## QUOTED PASSAGE
Configuration Reference
This page documents every configuration option for training, serving, and integrating Granite 4 models in AuroraSOC.
Training YAML Configuration
File: training/configs/granite_soc_finetune.yaml
model Section
Controls which base model is loaded and how.
model:
name: "unsloth/granite-4.0-h-tiny"
max_seq_length: 4096
load_in_4bit: true
| Field | Type | Default | Description |
|---|---|---|---|
name | string | "unsloth/granite-4.0-h-tiny" | HuggingFace model ID. Must be an Unsloth-optimized Granite 4 variant. |
max_seq_length | int | 4096 | Maximum token sequence length. Longer sequences use more VRAM. Granite 4 supports up to 128K but 4096 is optimal for training. |
load_in_4bit | bool | true | Enable QLoRA 4-bit quantization. Reduces VRAM by ~4×. Disable only if you have ≥48 GB VRAM. |
Available models:
| Model ID | Parameters | VRAM (4-bit) | Quality |
|---|---|---|---|
unsloth/granite-4.0-micro | ~1B | ~4 GB | Baseline |
unsloth/granite-4.0-h-micro | ~1B | ~4 GB | Better (Hybrid) |
unsloth/granite-4.0-h-tiny | ~2B | ~6 GB | Recommended |
unsloth/granite-4.0-h-small | ~8B | ~12 GB | Best quality |
lora Section
Configures LoRA (Low-Rank Adaptation) parameters.
lora:
r: 64
lora_alpha: 64
lora_dropout: 0
bias: "none"
target_modules:
- "q_proj"
- "k_proj"
- "v_proj"
- "o_proj"
- "gate_proj"
- "up_proj"
- "down_proj"
- "shared_mlp.input_linear"
- "shared_mlp.output_linear"
use_gradient_checkpointing: "unsloth"
| Field | Type | Default | Description |
|---|---|---|---|
r | int | 64 | LoRA rank. Higher = more parameters = better capacity but slower training. Values: 16, 32, 64, 128. |
lora_alpha | int | 64 | LoRA scaling factor. Usually set equal to r. Higher values make LoRA updates stronger relative to the base model. |
lora_dropout | float | 0 | Dropout probability for LoRA layers. 0 is recommended by Unsloth for maximum training speed. |
bias | string | "none" | Whether to train bias parameters. "none" keeps LoRA lightweight. Other options: "all", "lora_only". |
target_modules | list | 9 modules | Which model layers get LoRA adapters. The 9-module list covers both Transformer attention (q_proj-down_proj) and Mamba SSM (shared_mlp.*). |
use_gradient_checkpointing | string | "unsloth" | Memory optimization. "unsloth" uses Unsloth's optimized implementation (2× less VRAM than PyTorch native). |
Understanding r (rank):
| Rank | Trainable Params | Training Speed | Model Quality |
|---|---|---|---|
| 16 | ~5M | Fastest | Good for simple tasks |
| 32 | ~10M | Fast | Good balance |
| 64 | ~20M | Moderate | Best for SOC tasks |
| 128 | ~40M | Slow | Diminishing returns |
Target modules explained:
| Module | Architecture | Purpose |
|---|---|---|
q_proj, k_proj, v_proj, o_proj | Transformer Attention | Query, Key, Value, and Output projections — core attention mechanism |
gate_proj, up_proj, down_proj | Transformer FFN | Feed-forward network gate and projections |
shared_mlp.input_linear | Mamba SSM | Granite 4 Hybrid's shared MLP input — covers state-space model layers |
shared_mlp.output_linear | Mamba SSM | Granite 4 Hybrid's shared MLP output |
training Section
Controls the training loop hyperparameters.

## GIVEN ENTRIES
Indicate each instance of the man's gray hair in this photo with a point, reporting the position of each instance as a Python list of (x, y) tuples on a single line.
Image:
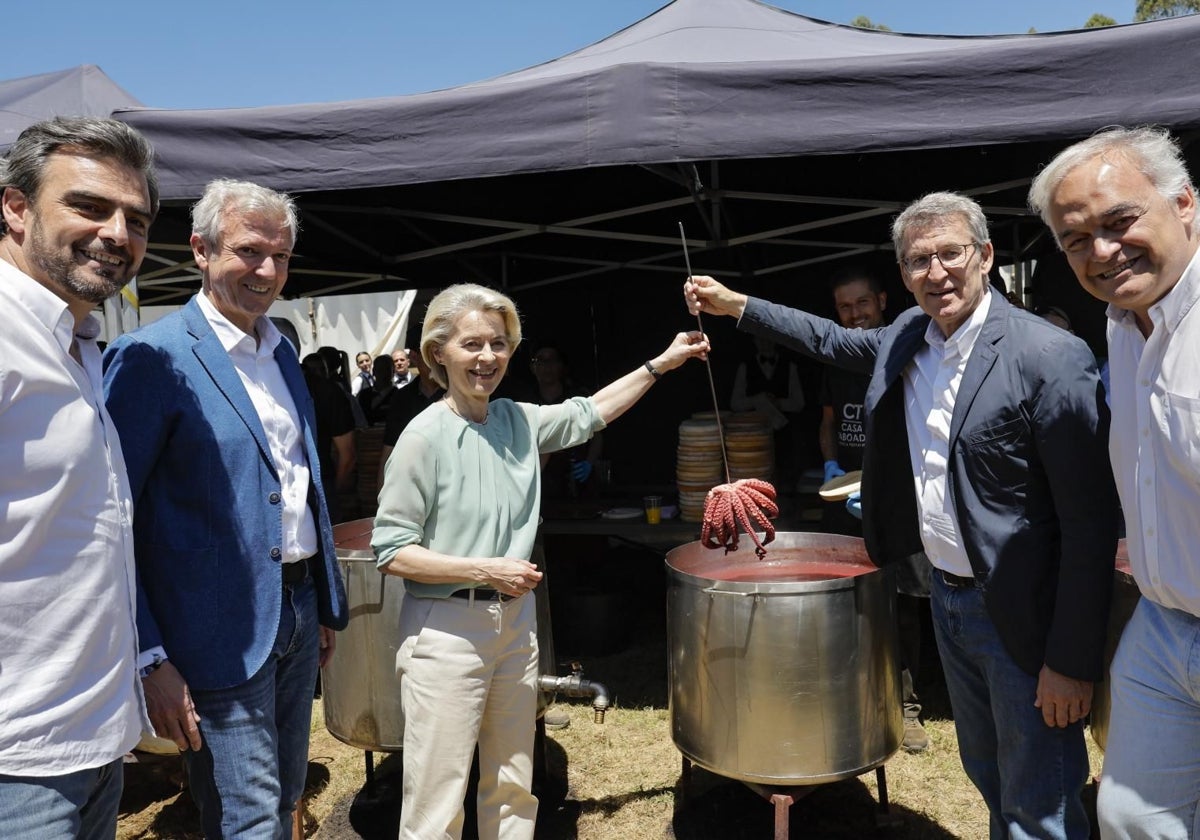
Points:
[(24, 168), (226, 195), (1152, 150), (936, 208)]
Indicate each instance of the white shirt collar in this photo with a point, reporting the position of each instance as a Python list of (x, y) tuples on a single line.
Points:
[(963, 340), (48, 307), (232, 336)]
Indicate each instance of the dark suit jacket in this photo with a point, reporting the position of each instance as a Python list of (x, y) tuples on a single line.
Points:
[(208, 517), (1029, 471)]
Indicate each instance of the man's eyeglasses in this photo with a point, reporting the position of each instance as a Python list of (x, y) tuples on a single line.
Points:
[(949, 256)]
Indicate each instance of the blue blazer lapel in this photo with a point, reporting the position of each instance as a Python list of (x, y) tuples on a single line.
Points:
[(903, 343), (215, 360), (981, 364)]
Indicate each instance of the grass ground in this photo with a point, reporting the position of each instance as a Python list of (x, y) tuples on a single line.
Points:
[(623, 778)]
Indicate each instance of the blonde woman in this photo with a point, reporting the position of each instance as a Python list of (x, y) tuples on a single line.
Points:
[(457, 516)]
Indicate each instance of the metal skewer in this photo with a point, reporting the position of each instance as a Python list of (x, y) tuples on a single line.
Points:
[(708, 365)]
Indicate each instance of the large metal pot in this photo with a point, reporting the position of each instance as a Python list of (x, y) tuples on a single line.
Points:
[(1125, 600), (784, 671), (360, 687)]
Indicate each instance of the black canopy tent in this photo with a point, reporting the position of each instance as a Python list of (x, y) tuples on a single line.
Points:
[(785, 145), (83, 91), (783, 142)]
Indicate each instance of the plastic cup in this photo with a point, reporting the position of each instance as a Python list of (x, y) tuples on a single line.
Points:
[(653, 509)]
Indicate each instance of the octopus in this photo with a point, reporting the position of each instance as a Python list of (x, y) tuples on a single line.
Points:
[(747, 503)]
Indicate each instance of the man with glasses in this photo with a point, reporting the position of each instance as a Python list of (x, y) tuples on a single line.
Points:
[(985, 433)]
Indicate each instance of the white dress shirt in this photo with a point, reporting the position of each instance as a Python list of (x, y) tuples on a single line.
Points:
[(70, 695), (930, 388), (1155, 442), (259, 372)]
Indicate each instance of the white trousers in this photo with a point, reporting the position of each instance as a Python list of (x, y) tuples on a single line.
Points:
[(469, 675)]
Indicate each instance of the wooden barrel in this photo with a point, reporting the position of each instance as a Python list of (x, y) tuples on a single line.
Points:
[(699, 466)]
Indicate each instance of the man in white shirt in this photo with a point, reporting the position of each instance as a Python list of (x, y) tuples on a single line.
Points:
[(403, 372), (364, 378), (1122, 208), (78, 197), (238, 586), (984, 448)]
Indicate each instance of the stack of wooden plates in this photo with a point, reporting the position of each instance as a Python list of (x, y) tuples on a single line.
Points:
[(750, 447), (699, 466)]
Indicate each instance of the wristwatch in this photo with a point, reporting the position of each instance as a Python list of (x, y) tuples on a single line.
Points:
[(153, 666)]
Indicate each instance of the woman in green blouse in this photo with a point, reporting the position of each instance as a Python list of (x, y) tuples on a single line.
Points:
[(457, 517)]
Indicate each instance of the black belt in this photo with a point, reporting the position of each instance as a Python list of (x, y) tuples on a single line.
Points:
[(481, 594), (295, 573), (958, 581)]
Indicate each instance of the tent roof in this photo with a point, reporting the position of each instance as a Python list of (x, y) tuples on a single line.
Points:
[(699, 81), (78, 91), (785, 144)]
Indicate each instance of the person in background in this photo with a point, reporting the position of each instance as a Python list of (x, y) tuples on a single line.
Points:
[(364, 377), (337, 363), (407, 405), (768, 383), (1122, 208), (77, 197), (376, 399), (565, 474), (336, 449), (403, 372), (239, 591), (985, 433), (457, 519)]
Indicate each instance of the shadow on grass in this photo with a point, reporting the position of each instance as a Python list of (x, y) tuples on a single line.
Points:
[(712, 808), (373, 811)]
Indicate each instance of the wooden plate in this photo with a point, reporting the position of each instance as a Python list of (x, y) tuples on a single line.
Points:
[(841, 487)]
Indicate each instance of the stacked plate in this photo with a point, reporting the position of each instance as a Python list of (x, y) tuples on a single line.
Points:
[(699, 467), (750, 447)]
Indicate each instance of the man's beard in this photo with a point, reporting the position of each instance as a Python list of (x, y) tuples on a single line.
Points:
[(77, 280)]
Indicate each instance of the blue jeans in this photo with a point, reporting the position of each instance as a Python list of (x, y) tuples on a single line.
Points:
[(78, 805), (1151, 779), (1030, 774), (250, 772)]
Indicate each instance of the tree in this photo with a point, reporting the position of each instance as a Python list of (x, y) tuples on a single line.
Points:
[(863, 22), (1152, 10)]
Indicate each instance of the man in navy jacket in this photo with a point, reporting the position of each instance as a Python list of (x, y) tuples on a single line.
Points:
[(985, 448), (238, 585)]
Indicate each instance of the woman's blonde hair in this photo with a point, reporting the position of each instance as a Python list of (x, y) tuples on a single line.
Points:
[(454, 301)]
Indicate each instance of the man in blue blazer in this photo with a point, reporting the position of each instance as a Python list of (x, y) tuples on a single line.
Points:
[(238, 586), (985, 448)]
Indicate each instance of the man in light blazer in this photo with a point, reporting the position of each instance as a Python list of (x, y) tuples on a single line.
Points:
[(985, 448), (238, 586)]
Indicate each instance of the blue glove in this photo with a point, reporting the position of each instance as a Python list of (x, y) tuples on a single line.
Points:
[(855, 505), (833, 469), (581, 471)]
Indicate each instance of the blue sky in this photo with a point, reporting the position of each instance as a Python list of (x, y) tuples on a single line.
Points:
[(226, 53)]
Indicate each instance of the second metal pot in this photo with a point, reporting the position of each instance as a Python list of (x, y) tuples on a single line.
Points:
[(784, 671)]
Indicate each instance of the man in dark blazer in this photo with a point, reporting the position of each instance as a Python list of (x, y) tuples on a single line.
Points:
[(238, 586), (985, 448)]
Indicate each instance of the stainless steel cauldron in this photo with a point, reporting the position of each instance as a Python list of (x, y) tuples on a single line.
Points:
[(360, 688), (359, 684), (784, 671), (1125, 599)]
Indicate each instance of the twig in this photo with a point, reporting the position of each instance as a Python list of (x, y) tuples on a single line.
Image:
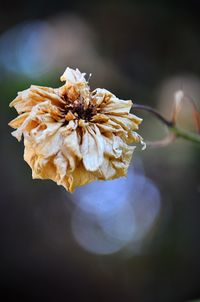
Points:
[(171, 125)]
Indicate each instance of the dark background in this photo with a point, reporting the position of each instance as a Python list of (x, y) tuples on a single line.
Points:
[(143, 50)]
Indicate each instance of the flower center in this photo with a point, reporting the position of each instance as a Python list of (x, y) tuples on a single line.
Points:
[(83, 113)]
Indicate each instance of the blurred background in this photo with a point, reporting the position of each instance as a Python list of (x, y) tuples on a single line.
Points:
[(134, 239)]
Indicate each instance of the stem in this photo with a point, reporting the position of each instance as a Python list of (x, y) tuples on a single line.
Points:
[(188, 135), (154, 112), (176, 130)]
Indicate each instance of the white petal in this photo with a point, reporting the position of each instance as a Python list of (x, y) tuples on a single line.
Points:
[(92, 148), (73, 76)]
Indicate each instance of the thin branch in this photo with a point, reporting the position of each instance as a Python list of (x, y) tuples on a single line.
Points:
[(172, 127), (154, 112)]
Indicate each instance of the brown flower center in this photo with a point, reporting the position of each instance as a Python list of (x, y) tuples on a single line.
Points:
[(84, 113)]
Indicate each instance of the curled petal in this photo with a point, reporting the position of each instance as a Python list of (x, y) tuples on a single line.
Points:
[(92, 148)]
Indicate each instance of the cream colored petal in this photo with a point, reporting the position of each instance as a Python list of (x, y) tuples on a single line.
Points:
[(128, 122), (106, 170), (18, 121), (71, 142), (47, 144), (92, 148), (117, 106), (61, 167), (79, 177), (73, 76)]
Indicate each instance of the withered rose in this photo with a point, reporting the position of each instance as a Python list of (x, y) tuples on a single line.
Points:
[(72, 135)]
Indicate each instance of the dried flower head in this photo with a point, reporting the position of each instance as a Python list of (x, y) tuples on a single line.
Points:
[(72, 135)]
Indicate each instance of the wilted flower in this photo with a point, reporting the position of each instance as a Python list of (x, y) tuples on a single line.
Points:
[(72, 135)]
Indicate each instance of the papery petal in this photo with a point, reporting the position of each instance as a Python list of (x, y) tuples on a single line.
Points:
[(73, 76), (92, 148)]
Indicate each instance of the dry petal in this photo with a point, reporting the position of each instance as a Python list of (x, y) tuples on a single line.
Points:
[(73, 135)]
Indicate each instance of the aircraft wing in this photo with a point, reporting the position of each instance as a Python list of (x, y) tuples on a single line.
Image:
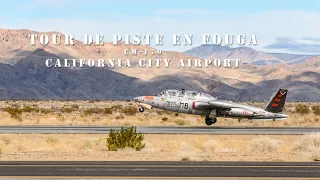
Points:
[(214, 104), (222, 104)]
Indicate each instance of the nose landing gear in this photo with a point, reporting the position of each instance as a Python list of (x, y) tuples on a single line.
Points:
[(210, 121), (141, 109)]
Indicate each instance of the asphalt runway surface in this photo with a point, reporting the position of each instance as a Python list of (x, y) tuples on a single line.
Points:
[(157, 130), (159, 169)]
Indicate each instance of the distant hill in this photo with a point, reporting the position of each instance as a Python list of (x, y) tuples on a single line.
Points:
[(25, 76), (246, 54)]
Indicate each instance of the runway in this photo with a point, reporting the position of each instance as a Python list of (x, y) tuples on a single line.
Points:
[(160, 169), (157, 130)]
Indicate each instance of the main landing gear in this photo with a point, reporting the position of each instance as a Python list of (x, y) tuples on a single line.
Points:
[(141, 109), (210, 121)]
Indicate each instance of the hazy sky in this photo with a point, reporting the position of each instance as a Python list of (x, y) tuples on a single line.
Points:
[(281, 26)]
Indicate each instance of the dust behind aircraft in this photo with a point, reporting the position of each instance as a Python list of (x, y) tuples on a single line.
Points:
[(192, 102)]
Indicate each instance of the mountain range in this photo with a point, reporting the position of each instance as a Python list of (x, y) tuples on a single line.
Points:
[(25, 76), (246, 54)]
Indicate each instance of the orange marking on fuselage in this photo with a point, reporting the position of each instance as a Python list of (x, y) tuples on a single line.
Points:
[(149, 97), (277, 100)]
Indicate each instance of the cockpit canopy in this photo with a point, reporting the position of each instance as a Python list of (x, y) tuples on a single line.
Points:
[(185, 94)]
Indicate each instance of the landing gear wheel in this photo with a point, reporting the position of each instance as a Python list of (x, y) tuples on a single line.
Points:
[(141, 109), (210, 121)]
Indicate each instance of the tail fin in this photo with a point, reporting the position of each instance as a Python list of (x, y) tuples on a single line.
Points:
[(276, 102)]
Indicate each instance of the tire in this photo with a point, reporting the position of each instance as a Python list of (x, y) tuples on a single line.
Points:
[(214, 120), (141, 109), (208, 122)]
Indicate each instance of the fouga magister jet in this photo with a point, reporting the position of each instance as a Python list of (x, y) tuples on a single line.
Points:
[(192, 102)]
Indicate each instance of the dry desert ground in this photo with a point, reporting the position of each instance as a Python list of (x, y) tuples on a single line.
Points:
[(124, 113), (91, 147)]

## EXERCISE 1
Please decide whether each statement below agrees with the Granite 4 configuration reference, and answer yes or no for each, quoting the deciding words from the reference.
(a) The default LoRA rank is 64.
(b) Unsloth recommends a lora_dropout of 0.1.
(c) The unsloth/granite-4.0-h-small model needs about 6 GB of VRAM in 4-bit.
## EXERCISE 2
Carry on with the Granite 4 configuration reference, writing the next part of its training section.

## EXERCISE ANSWER 1
(a) Yes: "r | int | 64 | LoRA rank."
(b) No: "0 is recommended by Unsloth for maximum training speed."
(c) No: "unsloth/granite-4.0-h-small | ~8B | ~12 GB"

## EXERCISE ANSWER 2
training:
per_device_train_batch_size: 2
gradient_accumulation_steps: 4
num_train_epochs: 3
max_steps: -1
learning_rate: 0.0002
lr_scheduler_type: "cosine"
warmup_ratio: 0.1
weight_decay: 0.01
bf16: true
fp16: false
optim: "adamw_8bit"
logging_steps: 10
save_steps: 100
seed: 42
output_dir: "training/output"
| Field | Type | Default | Description |
|---|---|---|---|
per_device_train_batch_size | int | 2 | Samples per GPU per step. Higher = faster training but more VRAM. T4: 2, A100: 4-8. |
gradient_accumulation_steps | int | 4 | Accumulate gradients over N steps before updating. Effective batch size = batch_size × grad_accum = 8. |
num_train_epochs | int | 3 | Number of passes through the full dataset. 3 is a good starting point; monitor eval loss for overfitting. |
max_steps | int | -1 | Override epochs with a fixed step count. -1 = use num_train_epochs instead. Useful for quick tests (e.g., 200). |
learning_rate | float | 2e-4 | Peak learning rate. LoRA fine-tuning typically uses 1e-4 to 5e-4. |
lr_scheduler_type | string | "cosine" | Learning rate schedule. "cosine" decays smoothly; "linear" decays linearly. Cosine is preferred for LoRA. |
warmup_ratio | float | 0.1 | Fraction of training steps spent warming up the learning rate from 0. Prevents instability in early training. |
weight_decay | float | 0.01 | L2 regularization. Prevents overfitting. Standard value for LLM fine-tuning. |
bf16 | bool | true | Use bfloat16 mixed precision. Reduces VRAM, maintains numerical range. Requires Ampere+ GPU. |
fp16 | bool | false | Use float16 mixed precision. Use if bf16 is unsupported (pre-Ampere GPUs like T4). |
optim | string | "adamw_8bit" | Optimizer. "adamw_8bit" (bitsandbytes) uses ~33% less VRAM than standard AdamW. |
logging_steps | int | 10 | Log training loss every N steps. |
save_steps | int | 100 | Save checkpoint every N steps. Enables --resume if training is interrupted. |
seed | int | 42 | Random seed for reproducibility. |
output_dir | string | "training/output" | Where to save checkpoints and exported models. |
dataset Section
Controls dataset loading and preprocessing.
dataset:
train_file: "training/data/soc_train.jsonl"
eval_file: "training/data/soc_eval.jsonl"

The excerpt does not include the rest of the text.